### [Tasks to carry out]
(1) According to the text about the Glen Park cottage listing, what price was the property listed at in March?
(2) Do these statements agree with the text about the Glen Park cottage listing? (a) The cottage measures 570 square feet. (b) The property comes with a garage. (c) The house went 146 days without a buyer.
(3) Duplicate the passage of the text about the Glen Park cottage listing from "Photo: Jeff Appenrodt" to "without a buyer.".

Photo: Jeff Appenrodt


It’s currently the least expensive house on the market in San Francisco.

A 570-square-foot Glen Park cottage with one-bedroom, one-bathroom and no backyard or garage to speak of is listed for $599,000.

The property at 17 Laidley St. was originally listed in March for $675,000 and sat for 146 days without a buyer.

After a two-week break from the MLS, real estate agent Jeff Appenrodt of Laurel Realty has put it back on the market at a lower price.

“We went in and spruced it up and staged it,” says Appenrodt. “We’ve been getting all kinds of activity. I’m getting calls form people down south and they’re saying hey, I can get a house in SF for $599,000 I want it now. Some people are saying I don’t even know what I’d do with it yet, but I want it.”

Excerpts of location labeling data
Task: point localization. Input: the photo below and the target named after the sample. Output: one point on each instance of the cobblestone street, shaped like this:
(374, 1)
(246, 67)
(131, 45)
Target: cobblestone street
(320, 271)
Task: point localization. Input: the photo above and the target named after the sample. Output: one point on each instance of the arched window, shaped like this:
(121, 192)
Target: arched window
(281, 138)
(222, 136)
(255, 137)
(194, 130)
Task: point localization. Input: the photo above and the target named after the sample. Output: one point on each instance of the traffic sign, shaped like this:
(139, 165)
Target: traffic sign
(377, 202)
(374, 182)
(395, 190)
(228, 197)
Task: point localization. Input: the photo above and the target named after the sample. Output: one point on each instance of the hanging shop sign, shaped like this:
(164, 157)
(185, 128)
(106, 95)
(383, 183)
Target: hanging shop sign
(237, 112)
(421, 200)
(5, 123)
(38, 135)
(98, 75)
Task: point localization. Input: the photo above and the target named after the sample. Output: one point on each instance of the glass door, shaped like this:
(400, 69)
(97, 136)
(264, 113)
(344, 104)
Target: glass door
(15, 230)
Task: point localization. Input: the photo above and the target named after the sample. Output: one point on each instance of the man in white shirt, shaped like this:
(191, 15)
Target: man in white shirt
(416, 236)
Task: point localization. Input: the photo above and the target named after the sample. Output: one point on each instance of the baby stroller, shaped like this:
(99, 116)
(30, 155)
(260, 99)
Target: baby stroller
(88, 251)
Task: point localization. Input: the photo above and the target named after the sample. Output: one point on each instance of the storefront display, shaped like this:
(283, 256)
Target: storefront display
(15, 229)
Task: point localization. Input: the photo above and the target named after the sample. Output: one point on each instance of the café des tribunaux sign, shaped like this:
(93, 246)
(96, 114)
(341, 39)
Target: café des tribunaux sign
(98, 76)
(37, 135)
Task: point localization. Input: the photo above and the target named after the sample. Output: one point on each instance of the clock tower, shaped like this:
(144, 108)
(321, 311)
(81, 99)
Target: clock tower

### [Problem solutions]
(1) $675,000

(2)
(a) Yes: "A 570-square-foot Glen Park cottage"
(b) No: "no backyard or garage to speak of"
(c) Yes: "sat for 146 days without a buyer"

(3)
Photo: Jeff Appenrodt


It’s currently the least expensive house on the market in San Francisco.

A 570-square-foot Glen Park cottage with one-bedroom, one-bathroom and no backyard or garage to speak of is listed for $599,000.

The property at 17 Laidley St. was originally listed in March for $675,000 and sat for 146 days without a buyer.